→ **Data in this exercise**

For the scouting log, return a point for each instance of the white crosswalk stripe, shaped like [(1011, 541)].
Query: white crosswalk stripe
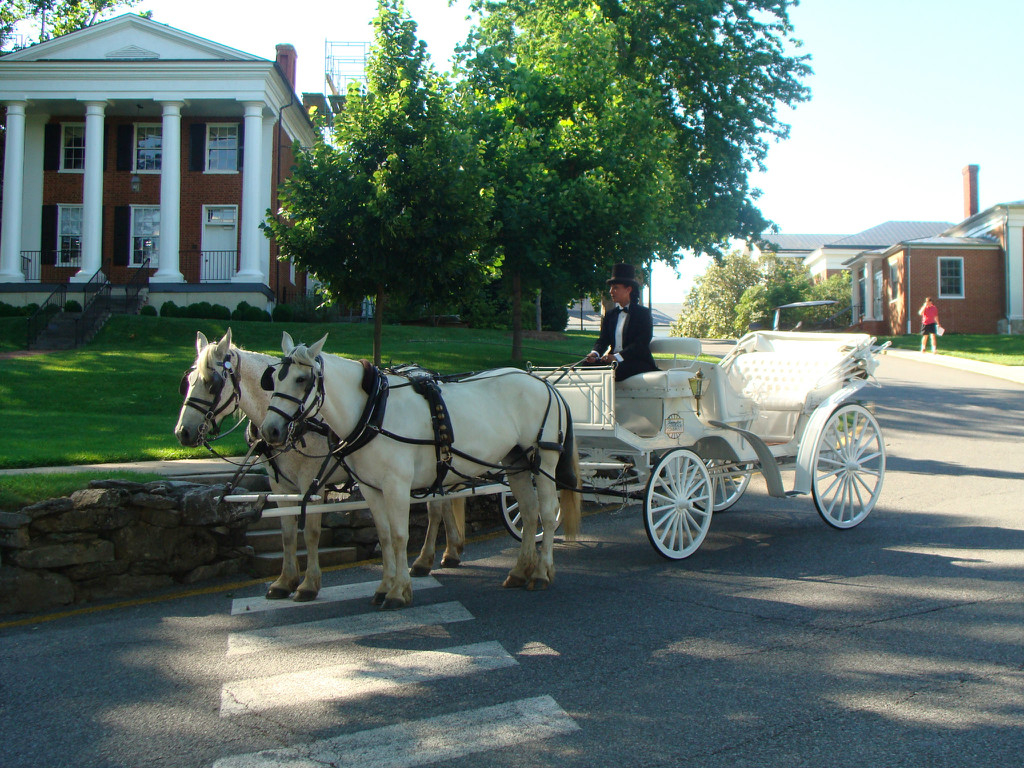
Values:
--
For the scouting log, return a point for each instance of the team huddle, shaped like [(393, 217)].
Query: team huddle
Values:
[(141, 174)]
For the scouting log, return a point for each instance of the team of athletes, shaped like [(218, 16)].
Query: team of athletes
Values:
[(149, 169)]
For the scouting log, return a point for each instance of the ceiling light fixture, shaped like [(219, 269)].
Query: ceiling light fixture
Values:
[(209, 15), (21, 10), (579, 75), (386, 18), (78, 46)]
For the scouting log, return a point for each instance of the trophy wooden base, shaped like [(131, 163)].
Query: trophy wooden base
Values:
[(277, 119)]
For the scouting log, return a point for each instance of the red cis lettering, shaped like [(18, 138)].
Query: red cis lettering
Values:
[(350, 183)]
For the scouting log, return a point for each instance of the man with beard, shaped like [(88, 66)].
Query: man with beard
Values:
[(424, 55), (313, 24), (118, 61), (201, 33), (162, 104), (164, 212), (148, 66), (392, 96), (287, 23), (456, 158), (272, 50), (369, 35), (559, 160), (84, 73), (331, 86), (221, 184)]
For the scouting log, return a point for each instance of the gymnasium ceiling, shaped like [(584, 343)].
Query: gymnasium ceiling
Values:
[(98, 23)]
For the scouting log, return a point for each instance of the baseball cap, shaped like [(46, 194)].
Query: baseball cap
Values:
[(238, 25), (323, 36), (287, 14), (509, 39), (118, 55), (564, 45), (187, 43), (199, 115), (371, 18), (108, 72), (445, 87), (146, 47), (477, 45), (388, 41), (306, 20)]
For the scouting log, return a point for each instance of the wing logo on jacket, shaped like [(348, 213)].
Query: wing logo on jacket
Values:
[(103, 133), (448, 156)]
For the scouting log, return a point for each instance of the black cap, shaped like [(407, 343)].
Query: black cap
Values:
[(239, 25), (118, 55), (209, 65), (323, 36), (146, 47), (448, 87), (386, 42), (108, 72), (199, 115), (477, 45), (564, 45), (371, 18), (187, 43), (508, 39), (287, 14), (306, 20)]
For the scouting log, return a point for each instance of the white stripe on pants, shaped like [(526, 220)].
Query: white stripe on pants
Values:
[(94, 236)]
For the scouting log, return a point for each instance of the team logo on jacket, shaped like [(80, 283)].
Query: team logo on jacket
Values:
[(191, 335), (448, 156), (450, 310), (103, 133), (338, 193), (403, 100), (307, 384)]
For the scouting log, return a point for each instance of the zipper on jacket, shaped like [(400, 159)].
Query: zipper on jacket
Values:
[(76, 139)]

→ **To do**
Write down again, exactly as given, only the lines above that fall from the line with "Query: team of athletes" to the line with "like [(131, 163)].", inclusive.

→ **Result of the exercise**
Query: team of athletes
Values:
[(149, 169)]
For the scouting log, return a point for each instance of the ceiling light fixture, shaped like [(219, 269)].
Query: ceiling light fixture
Values:
[(209, 15), (21, 10), (579, 75), (386, 18), (78, 46)]
For the scouting log, return a point for each instance of the trophy wooden base, shaped like [(131, 163)].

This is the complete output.